*RECORD EXCERPTS:*
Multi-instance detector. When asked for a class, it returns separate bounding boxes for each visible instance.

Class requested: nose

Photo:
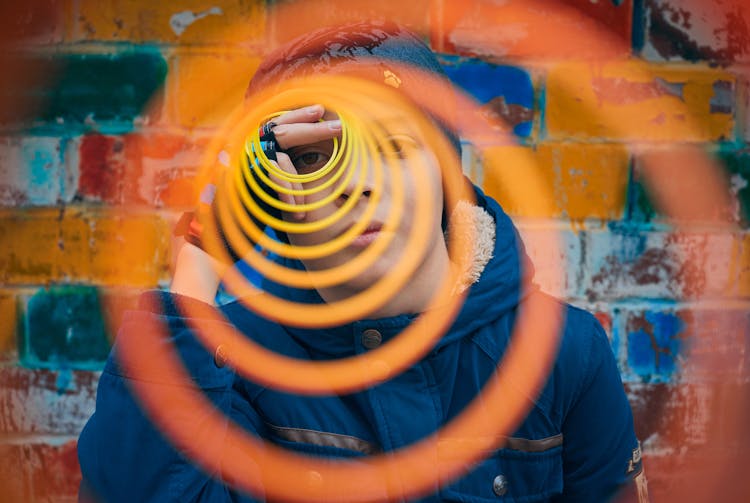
[334,161,376,208]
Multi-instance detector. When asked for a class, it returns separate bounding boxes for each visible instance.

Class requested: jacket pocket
[440,435,563,503]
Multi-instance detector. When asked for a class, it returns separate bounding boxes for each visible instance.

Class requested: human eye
[380,134,421,159]
[290,150,330,173]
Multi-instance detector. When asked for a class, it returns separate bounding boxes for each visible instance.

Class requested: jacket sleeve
[553,317,649,503]
[77,291,265,503]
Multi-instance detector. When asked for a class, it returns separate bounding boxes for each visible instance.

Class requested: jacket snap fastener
[214,344,229,368]
[492,474,508,496]
[361,329,382,349]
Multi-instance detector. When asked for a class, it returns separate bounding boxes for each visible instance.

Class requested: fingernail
[308,105,323,115]
[328,120,342,131]
[294,211,306,221]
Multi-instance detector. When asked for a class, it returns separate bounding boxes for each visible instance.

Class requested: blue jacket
[78,189,644,502]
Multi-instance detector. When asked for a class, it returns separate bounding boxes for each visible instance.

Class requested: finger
[273,104,326,126]
[272,120,342,150]
[270,152,306,221]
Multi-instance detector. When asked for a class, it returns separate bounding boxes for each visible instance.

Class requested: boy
[78,21,646,502]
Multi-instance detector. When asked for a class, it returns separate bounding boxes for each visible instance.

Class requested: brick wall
[1,0,748,501]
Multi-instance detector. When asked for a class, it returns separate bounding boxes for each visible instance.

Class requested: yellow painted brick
[0,292,17,358]
[483,143,629,220]
[546,61,735,141]
[0,209,91,284]
[89,213,171,286]
[74,0,265,44]
[0,209,170,287]
[164,51,261,129]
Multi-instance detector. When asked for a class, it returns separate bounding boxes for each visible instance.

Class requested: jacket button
[492,474,508,496]
[214,344,229,368]
[361,329,382,349]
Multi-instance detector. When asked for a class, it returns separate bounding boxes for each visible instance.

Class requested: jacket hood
[259,184,536,357]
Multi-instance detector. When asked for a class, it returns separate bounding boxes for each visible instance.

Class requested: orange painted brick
[89,213,171,286]
[482,143,630,221]
[729,232,750,298]
[74,0,265,45]
[164,51,261,129]
[0,209,170,286]
[545,61,736,141]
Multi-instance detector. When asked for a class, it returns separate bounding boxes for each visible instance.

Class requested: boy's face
[280,111,446,292]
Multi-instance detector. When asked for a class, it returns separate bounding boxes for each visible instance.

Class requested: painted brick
[731,232,750,298]
[0,367,98,434]
[19,286,110,368]
[440,57,535,138]
[616,307,688,381]
[582,228,744,301]
[545,62,736,141]
[0,0,67,45]
[516,225,582,299]
[0,136,77,206]
[74,0,265,45]
[625,382,750,501]
[642,0,750,64]
[0,51,167,130]
[73,133,206,207]
[0,443,31,502]
[482,143,630,221]
[0,292,18,362]
[0,208,170,286]
[266,0,431,47]
[430,0,633,59]
[0,208,91,284]
[88,213,171,286]
[165,51,261,129]
[629,147,750,226]
[24,440,81,502]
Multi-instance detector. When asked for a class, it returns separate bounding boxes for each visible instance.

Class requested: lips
[349,222,383,247]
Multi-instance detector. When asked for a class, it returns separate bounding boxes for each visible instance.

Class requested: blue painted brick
[440,55,535,138]
[625,309,685,379]
[1,50,167,131]
[20,286,111,369]
[0,136,75,206]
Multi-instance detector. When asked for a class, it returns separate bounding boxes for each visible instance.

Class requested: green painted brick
[1,51,167,129]
[20,286,111,369]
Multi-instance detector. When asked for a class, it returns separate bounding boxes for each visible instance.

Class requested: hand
[255,104,342,221]
[170,105,341,303]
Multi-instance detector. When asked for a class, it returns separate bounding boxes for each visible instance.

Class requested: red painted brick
[25,440,81,502]
[74,133,205,208]
[0,443,31,502]
[0,0,67,46]
[643,0,750,64]
[431,0,632,59]
[76,134,143,205]
[0,368,97,436]
[627,382,750,502]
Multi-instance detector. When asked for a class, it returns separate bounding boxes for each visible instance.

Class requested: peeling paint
[592,76,686,104]
[169,7,223,37]
[710,80,734,114]
[645,0,750,63]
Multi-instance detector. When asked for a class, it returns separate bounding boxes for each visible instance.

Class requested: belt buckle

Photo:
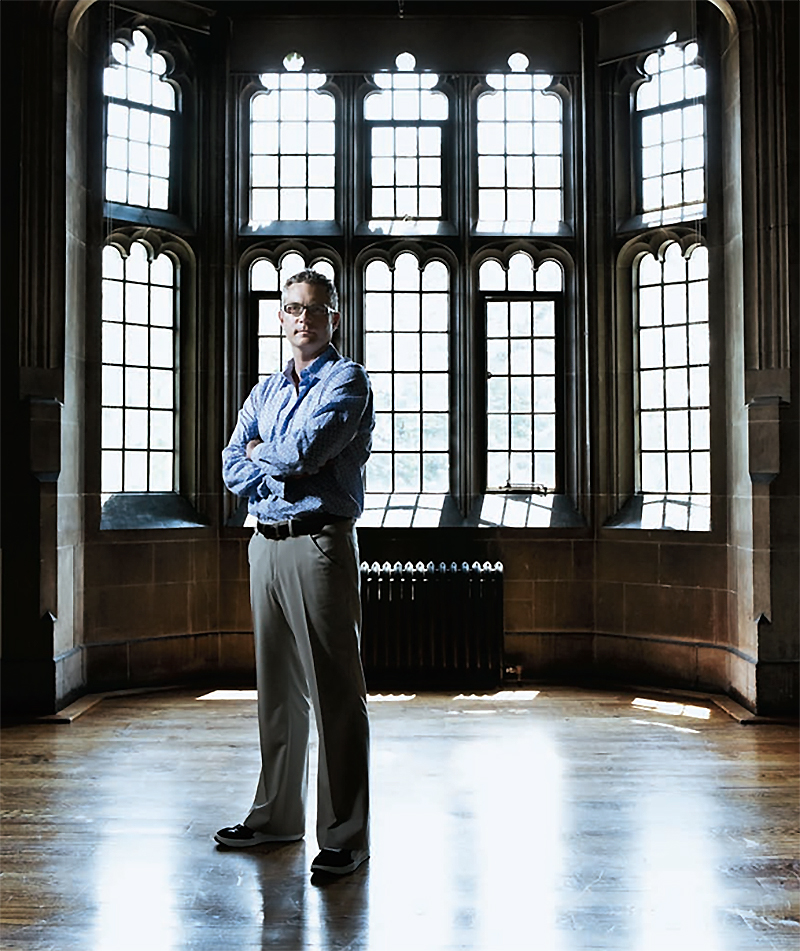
[274,520,290,540]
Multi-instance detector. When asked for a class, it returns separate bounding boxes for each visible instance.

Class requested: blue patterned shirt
[222,345,374,522]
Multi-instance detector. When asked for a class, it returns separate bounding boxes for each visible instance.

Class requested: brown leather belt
[255,513,346,541]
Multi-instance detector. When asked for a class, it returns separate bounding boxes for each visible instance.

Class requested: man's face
[279,281,340,363]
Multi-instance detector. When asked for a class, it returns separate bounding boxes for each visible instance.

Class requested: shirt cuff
[257,472,285,500]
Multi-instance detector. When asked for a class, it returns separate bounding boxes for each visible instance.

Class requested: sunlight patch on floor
[196,689,258,701]
[454,690,541,702]
[197,689,419,703]
[632,697,711,719]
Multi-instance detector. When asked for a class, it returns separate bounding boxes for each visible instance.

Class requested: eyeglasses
[282,302,335,319]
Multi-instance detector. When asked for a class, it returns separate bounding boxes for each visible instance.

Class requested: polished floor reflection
[1,687,798,950]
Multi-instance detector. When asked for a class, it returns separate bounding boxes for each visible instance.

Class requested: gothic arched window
[364,252,450,502]
[479,252,564,492]
[250,57,337,226]
[103,29,178,210]
[476,55,564,231]
[364,53,449,223]
[100,241,177,496]
[635,242,710,530]
[635,37,706,226]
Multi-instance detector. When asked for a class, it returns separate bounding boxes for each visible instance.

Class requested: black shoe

*TASK BRIEF:* When you set down the records above, copy every line exactly and exclude the pictures.

*OUTPUT BELOW:*
Multi-instance detector. When asked for a class, it returns separate bounding boxes for each visible instance.

Class requested: nose

Photo:
[334,161,376,208]
Multi-instance detector. When asked for a class, it returns separate bounding boxes for each visible instance.

Class requested: jacket pocket
[440,435,563,503]
Multi-instance detector. When asked for a class, it returns separate bounding boxes for each visible instance.

Class requested: human eye
[380,134,421,159]
[290,150,330,173]
Multi-instance detector. When asked for a class, it returns separate bounding boxes for each visible instance.

Class requested: jacket sleeve
[553,317,649,503]
[77,291,265,503]
Multi-instance detector. When asked for a class, it returns separate bounding boxes for each visible instance.

Class requested: jacket snap fastener
[214,344,229,368]
[492,474,508,496]
[361,329,382,349]
Multi-instance detector. When asked for a class, it returns separate bounding boxes for each visible instance.

Class requested: fingernail
[308,105,323,115]
[328,120,342,131]
[294,211,306,221]
Multi-instance detector. When asked for a class, it returns separate bounding boxes for each visible instance.

Class requested: blue jacket
[78,189,644,502]
Multi-instance detector. When asked for a class, it returns separate bounding boxes for each visible instance.

Class requested: finger
[273,104,326,126]
[272,120,342,150]
[270,152,306,221]
Multi-instance detector. When asked for a class, it returns separate bounding boxes for each visible instance.

Class requested: boy
[78,21,646,502]
Multi-instance detector. When asked for a class, it returns separate bounding boxes for each visible instance.

Class requested: brick wall
[1,0,748,501]
Multi-instance detector. When asked for a class, it returns separate bounding boxes for each visible instance.

Class requested: yellow painted brick
[0,292,17,358]
[483,143,629,220]
[546,61,735,141]
[0,209,91,284]
[89,213,171,286]
[74,0,265,44]
[0,209,170,287]
[164,51,261,129]
Multi-instance detector. When asked for a class, it returns separate bounding boxes for each visible instance.

Class requested: jacket button
[492,474,508,496]
[214,344,229,368]
[361,329,382,349]
Multi-instance detector. When asked for a class, it returns separate bounding boxes for each visible instance.

Class requested: jacket hood
[259,184,536,357]
Multi-instance detector. When asked for a class, it returns separate bounding boxes for each visible instance.

Class requested: orange painted brick
[89,213,171,286]
[482,143,630,221]
[729,232,750,298]
[74,0,265,45]
[164,51,261,129]
[0,209,170,286]
[545,61,736,141]
Multi-instance detector. When asked for a class, it returns separate bounding boxes for each visible instance.

Class requested: boy's face
[280,111,446,292]
Multi-instance detector. When asked for a class, it returns separate bounding boxes for each visible instance.

Class requested: painted brick
[731,232,750,298]
[0,367,98,434]
[19,286,110,368]
[440,57,535,138]
[616,307,688,381]
[582,228,744,301]
[545,62,736,141]
[0,0,67,45]
[516,225,582,299]
[0,136,77,206]
[74,0,265,45]
[625,382,750,501]
[642,0,750,64]
[0,51,167,130]
[73,133,206,207]
[0,443,31,502]
[482,143,630,221]
[0,292,18,362]
[0,208,170,286]
[266,0,431,47]
[430,0,633,59]
[0,208,91,284]
[88,213,171,286]
[165,51,261,129]
[629,147,750,226]
[24,440,81,502]
Multi-instance detector. When asked for a class, it returns separate bounding boxes for each visible instance.

Class requested: lips
[349,222,383,247]
Multi-instance detector. When asked for a class, it returns separate bounding boxes for each visible instance.

Class requested: blue painted brick
[440,55,535,138]
[625,309,685,379]
[1,50,167,131]
[20,286,111,369]
[0,136,75,206]
Multi-instance detector. When asked for a class, it returns separate bounding boxes for each visible instance.

Class requested: green painted brick
[1,51,167,129]
[20,286,111,369]
Multi-instance detector. When asked for a class, it returns separate bounding boxes for each visible instance.

Class requested: hand
[255,104,342,221]
[170,105,341,303]
Multi-instance detector. When asked for a class, it returns separate bounding boxes for each visible instance.

Class requested: red painted brick
[25,440,81,502]
[74,133,205,208]
[0,443,31,502]
[0,0,67,46]
[643,0,750,64]
[431,0,632,59]
[76,134,143,205]
[0,368,97,436]
[627,382,750,502]
Multi-instance detector. When asked for a class, it returns separate bounding boxes for each visible instance.

Class requested: peeling paint
[592,76,686,104]
[169,7,223,37]
[710,80,734,114]
[645,0,750,63]
Multi-instance detector. When asked for a class, it returns separate bounding boxes for each visible instance.

Class requested: belt buckle

Photo:
[274,520,290,540]
Multi-instance detector. When asked for a class, it returns separate bounding boxes for each visible instance.

Class requested: blue patterned shirt
[222,345,374,522]
Multi-instance detector. When asked for a class, it returns separate bounding boxes for each visible instance.

Class requested: brown leather belt
[255,513,346,541]
Multi-instance detector. When asked for a class, it returns separate bounding boxes for each visible instance.

Class requested: man's face
[279,281,340,363]
Multi-instance detector. When asked for a class, it returns separate bounding boxes for each visible instance.

Class requested: shirt cuff
[257,472,285,500]
Multi-instance detector. When asked for a class, it returns separate bounding boxes for each visible instance.

Class requested: sunlight patch on floor
[196,689,258,701]
[454,690,541,702]
[197,689,419,703]
[632,697,711,719]
Multi-instance detector. When asked for a class, it returns separate bounding boxes for each visible instance.

Class requested: eyeglasses
[282,302,335,319]
Multi-instance detector. When asked for a class, it returns separate bounding boxes for each visible instance.

Class requested: polished floor reflection
[1,687,798,950]
Multi-instance detector. When asked for a class, it returns separate bounding boxes for each visible instance.

Class requested: gothic arched window
[364,252,450,502]
[479,252,564,492]
[250,57,337,226]
[103,29,178,210]
[476,55,564,231]
[364,53,449,223]
[100,241,177,496]
[635,242,710,530]
[635,37,706,226]
Multi-instance detector. When asked for a class, it returns separate bounding boxes for each visible instance.

Class requested: black shoe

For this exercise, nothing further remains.